_Work request_: Output the entire listing without altering anything.

_Dataset content_:
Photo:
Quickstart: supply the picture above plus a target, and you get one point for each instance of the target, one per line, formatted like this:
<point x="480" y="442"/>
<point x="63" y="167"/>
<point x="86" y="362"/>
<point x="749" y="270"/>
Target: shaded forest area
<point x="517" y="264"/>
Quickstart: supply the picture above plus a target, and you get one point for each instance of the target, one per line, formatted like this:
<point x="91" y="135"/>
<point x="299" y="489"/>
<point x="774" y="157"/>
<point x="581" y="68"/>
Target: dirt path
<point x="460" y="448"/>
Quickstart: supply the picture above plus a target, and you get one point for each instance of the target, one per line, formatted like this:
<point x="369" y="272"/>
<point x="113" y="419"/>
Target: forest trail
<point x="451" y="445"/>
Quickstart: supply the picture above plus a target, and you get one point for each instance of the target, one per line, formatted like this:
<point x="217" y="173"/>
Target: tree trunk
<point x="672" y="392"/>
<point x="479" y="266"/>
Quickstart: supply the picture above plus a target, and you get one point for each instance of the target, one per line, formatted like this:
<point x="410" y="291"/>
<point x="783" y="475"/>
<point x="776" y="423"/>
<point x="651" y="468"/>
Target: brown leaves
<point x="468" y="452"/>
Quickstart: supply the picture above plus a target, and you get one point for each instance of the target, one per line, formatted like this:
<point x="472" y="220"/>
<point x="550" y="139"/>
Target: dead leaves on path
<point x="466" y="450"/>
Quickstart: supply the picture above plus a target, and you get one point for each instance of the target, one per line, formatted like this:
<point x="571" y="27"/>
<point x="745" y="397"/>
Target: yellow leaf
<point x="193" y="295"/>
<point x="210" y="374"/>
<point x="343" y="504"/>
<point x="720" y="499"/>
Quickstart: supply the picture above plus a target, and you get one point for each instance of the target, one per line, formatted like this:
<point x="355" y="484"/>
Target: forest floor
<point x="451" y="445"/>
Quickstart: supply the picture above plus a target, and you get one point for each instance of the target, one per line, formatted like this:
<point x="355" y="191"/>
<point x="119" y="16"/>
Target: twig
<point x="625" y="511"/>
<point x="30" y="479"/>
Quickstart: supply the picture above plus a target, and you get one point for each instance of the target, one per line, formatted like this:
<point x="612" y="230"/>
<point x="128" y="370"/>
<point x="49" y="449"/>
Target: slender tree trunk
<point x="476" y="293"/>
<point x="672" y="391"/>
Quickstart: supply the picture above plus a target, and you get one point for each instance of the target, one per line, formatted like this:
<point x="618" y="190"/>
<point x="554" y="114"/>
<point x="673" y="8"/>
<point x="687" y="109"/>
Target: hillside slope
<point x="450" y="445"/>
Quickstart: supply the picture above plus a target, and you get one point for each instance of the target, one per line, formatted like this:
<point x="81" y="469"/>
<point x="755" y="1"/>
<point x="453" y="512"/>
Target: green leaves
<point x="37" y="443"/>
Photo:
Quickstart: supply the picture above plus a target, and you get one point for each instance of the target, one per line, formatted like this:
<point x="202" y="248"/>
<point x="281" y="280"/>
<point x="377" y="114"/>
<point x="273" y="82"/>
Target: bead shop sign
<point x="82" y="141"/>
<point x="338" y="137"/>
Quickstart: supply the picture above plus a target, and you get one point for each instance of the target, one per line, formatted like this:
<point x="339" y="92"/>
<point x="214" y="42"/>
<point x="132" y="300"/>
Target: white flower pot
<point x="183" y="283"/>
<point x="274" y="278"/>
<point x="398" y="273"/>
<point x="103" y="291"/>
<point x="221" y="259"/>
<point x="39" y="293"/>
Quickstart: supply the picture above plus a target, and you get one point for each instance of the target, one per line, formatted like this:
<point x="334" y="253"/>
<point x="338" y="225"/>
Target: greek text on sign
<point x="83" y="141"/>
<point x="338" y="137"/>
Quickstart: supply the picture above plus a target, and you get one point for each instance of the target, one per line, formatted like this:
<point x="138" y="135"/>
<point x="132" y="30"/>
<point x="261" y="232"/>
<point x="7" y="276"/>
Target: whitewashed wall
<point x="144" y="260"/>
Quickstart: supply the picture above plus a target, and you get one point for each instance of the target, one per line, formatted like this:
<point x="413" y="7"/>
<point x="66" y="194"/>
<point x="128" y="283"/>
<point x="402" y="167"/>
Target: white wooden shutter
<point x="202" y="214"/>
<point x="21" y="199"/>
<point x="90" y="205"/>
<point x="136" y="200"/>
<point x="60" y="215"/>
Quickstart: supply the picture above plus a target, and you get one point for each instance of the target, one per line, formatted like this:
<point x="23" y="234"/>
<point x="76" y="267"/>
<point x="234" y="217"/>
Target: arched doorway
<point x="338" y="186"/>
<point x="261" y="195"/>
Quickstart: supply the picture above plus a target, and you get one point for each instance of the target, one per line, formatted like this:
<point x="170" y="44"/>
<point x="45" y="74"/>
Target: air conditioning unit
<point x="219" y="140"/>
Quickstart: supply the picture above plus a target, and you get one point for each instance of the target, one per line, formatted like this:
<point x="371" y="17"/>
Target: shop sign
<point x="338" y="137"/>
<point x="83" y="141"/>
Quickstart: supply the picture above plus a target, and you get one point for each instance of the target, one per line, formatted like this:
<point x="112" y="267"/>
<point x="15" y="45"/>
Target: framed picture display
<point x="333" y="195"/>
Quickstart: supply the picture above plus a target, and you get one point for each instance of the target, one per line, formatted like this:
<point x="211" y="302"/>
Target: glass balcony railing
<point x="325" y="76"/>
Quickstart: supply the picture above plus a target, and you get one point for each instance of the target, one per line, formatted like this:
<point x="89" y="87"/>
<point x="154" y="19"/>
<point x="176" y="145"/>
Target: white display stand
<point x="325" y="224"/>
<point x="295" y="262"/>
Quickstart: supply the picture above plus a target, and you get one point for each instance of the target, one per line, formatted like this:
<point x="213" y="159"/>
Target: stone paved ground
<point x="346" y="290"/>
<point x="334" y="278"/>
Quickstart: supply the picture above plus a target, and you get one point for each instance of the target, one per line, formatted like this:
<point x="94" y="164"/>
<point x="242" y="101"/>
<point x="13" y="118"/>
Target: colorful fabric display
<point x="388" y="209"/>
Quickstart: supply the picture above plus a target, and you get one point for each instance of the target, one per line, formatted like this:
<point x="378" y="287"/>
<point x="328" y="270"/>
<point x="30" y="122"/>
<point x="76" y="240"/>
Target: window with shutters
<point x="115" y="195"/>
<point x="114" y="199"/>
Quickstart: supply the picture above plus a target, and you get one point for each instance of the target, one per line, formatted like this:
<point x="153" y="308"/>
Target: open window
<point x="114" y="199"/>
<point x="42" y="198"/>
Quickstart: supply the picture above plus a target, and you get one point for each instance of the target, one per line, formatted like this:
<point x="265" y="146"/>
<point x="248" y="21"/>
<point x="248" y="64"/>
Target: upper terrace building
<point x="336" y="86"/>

_Expected answer_:
Photo:
Quickstart: supply the picture above plus a target, and you get one point for each instance of the target, one per line, formatted like this:
<point x="480" y="442"/>
<point x="63" y="167"/>
<point x="86" y="362"/>
<point x="749" y="270"/>
Target: shaded forest area
<point x="517" y="264"/>
Quickstart: supply the picture above plus a target, and you get one point for each instance of the target, one per line, formatted like this:
<point x="91" y="135"/>
<point x="299" y="489"/>
<point x="774" y="157"/>
<point x="581" y="68"/>
Target: dirt path
<point x="460" y="448"/>
Quickstart: supply the picture above plus a target, and you get one point for each instance of the target, one per line, formatted like this:
<point x="369" y="272"/>
<point x="113" y="419"/>
Target: forest trail
<point x="451" y="445"/>
Quickstart: supply the picture above plus a target, and you get one point for each instance of the target, one per line, formatted like this:
<point x="217" y="173"/>
Target: tree trunk
<point x="672" y="392"/>
<point x="479" y="266"/>
Quickstart: supply the picture above plus a target, and you get one point for each instance of the target, one per line, formatted like this:
<point x="410" y="291"/>
<point x="783" y="475"/>
<point x="776" y="423"/>
<point x="651" y="468"/>
Target: brown leaves
<point x="468" y="452"/>
Quickstart: supply the picture above plus a target, and you get one point for each instance of the target, one per line, formatted like this:
<point x="472" y="220"/>
<point x="550" y="139"/>
Target: dead leaves on path
<point x="466" y="450"/>
Quickstart: supply the picture above plus a target, and you get one point for each instance of the target, one per line, formatted like this:
<point x="571" y="27"/>
<point x="745" y="397"/>
Target: yellow leaf
<point x="193" y="295"/>
<point x="210" y="374"/>
<point x="343" y="504"/>
<point x="720" y="499"/>
Quickstart: supply the picture above plus a target, and you get one point for each instance of the target, one per line, formatted like this:
<point x="355" y="484"/>
Target: forest floor
<point x="451" y="445"/>
Quickstart: supply the picture above plus a target, and you get one point for each instance of the target, one per line, formatted like this:
<point x="355" y="191"/>
<point x="119" y="16"/>
Target: twig
<point x="625" y="511"/>
<point x="30" y="479"/>
Quickstart: supply the picture above plus a target, and you get one point for each instance of the target, one per line, formatted like this:
<point x="612" y="230"/>
<point x="128" y="370"/>
<point x="49" y="449"/>
Target: slender tree trunk
<point x="476" y="293"/>
<point x="672" y="391"/>
Quickstart: supply the picture above plus a target, and you get one point for each instance of the target, one per line, formatted like this:
<point x="618" y="190"/>
<point x="554" y="114"/>
<point x="673" y="8"/>
<point x="687" y="109"/>
Target: hillside slope
<point x="450" y="445"/>
Quickstart: supply the picture above plus a target, and you get one point for each instance of the target, one per line, formatted like this:
<point x="81" y="469"/>
<point x="755" y="1"/>
<point x="453" y="512"/>
Target: green leaves
<point x="37" y="443"/>
Photo:
Quickstart: supply the picture above plus a target, and you get one point for each instance of the target, one per line, formatted like this:
<point x="202" y="248"/>
<point x="281" y="280"/>
<point x="377" y="114"/>
<point x="273" y="82"/>
Target: bead shop sign
<point x="82" y="141"/>
<point x="338" y="137"/>
Quickstart: supply the picture above plus a target, and you get one point for each instance of the target, one per line, formatted like this:
<point x="339" y="92"/>
<point x="214" y="42"/>
<point x="132" y="300"/>
Target: white flower pot
<point x="183" y="283"/>
<point x="274" y="278"/>
<point x="398" y="273"/>
<point x="103" y="291"/>
<point x="221" y="259"/>
<point x="39" y="293"/>
Quickstart: supply the picture above plus a target, and you get one point for each instance of the target, one per line, formatted like this:
<point x="334" y="253"/>
<point x="338" y="225"/>
Target: greek text on sign
<point x="83" y="141"/>
<point x="338" y="137"/>
Quickstart: supply the picture above plus a target, and you get one point for each instance of the target, one per line, formatted like this:
<point x="138" y="135"/>
<point x="132" y="30"/>
<point x="261" y="232"/>
<point x="7" y="276"/>
Target: whitewashed wall
<point x="144" y="260"/>
Quickstart: supply the picture above plus a target, and you get one point for each instance of the target, one per line, formatted like this:
<point x="413" y="7"/>
<point x="66" y="194"/>
<point x="128" y="283"/>
<point x="402" y="167"/>
Target: white wooden shutter
<point x="202" y="214"/>
<point x="21" y="199"/>
<point x="90" y="205"/>
<point x="136" y="200"/>
<point x="60" y="215"/>
Quickstart: supply the picture above plus a target, and you get one point for each instance of the target, one per line, formatted like this:
<point x="23" y="234"/>
<point x="76" y="267"/>
<point x="234" y="217"/>
Target: arched doorway
<point x="338" y="186"/>
<point x="261" y="195"/>
Quickstart: supply the picture above plus a target, and you get one point for each instance of the target, one per line, formatted like this:
<point x="170" y="44"/>
<point x="45" y="74"/>
Target: air conditioning unit
<point x="219" y="140"/>
Quickstart: supply the picture above plus a target, and you get one point for each instance of the target, one per line, formatted like this:
<point x="371" y="17"/>
Target: shop sign
<point x="338" y="137"/>
<point x="83" y="141"/>
Quickstart: supply the picture above plus a target, and you get one point for each instance of the target, one per line, formatted like this:
<point x="112" y="267"/>
<point x="15" y="45"/>
Target: framed picture display
<point x="333" y="195"/>
Quickstart: supply the picture above plus a target, and you get one point for each instance of the target, one per line, formatted like this:
<point x="211" y="302"/>
Target: glass balcony railing
<point x="325" y="76"/>
Quickstart: supply the picture above plus a target, and you get one point for each instance of the target, one per line, formatted like this:
<point x="89" y="87"/>
<point x="154" y="19"/>
<point x="176" y="145"/>
Target: white display stand
<point x="325" y="224"/>
<point x="295" y="262"/>
Quickstart: supply the picture above plus a target, and you get one point for each instance of the target, one per line, formatted like this:
<point x="213" y="159"/>
Target: stone paved ground
<point x="346" y="290"/>
<point x="334" y="278"/>
Quickstart: supply the picture above plus a target, and you get one point for each instance of the target, one per line, formatted like this:
<point x="94" y="164"/>
<point x="242" y="101"/>
<point x="13" y="118"/>
Target: colorful fabric display
<point x="388" y="209"/>
Quickstart: supply the picture above plus a target, and you get one point for each instance of the target, one per line, formatted like this:
<point x="378" y="287"/>
<point x="328" y="270"/>
<point x="30" y="122"/>
<point x="76" y="240"/>
Target: window with shutters
<point x="115" y="195"/>
<point x="114" y="199"/>
Quickstart: supply the picture above plus a target, and you get one point for each instance of the target, one per line, formatted like this:
<point x="153" y="308"/>
Target: open window
<point x="114" y="199"/>
<point x="42" y="198"/>
Quickstart: supply the picture above plus a target, and you get one point for each instance of the target, one per line, formatted like this:
<point x="265" y="146"/>
<point x="248" y="21"/>
<point x="248" y="64"/>
Target: upper terrace building
<point x="336" y="86"/>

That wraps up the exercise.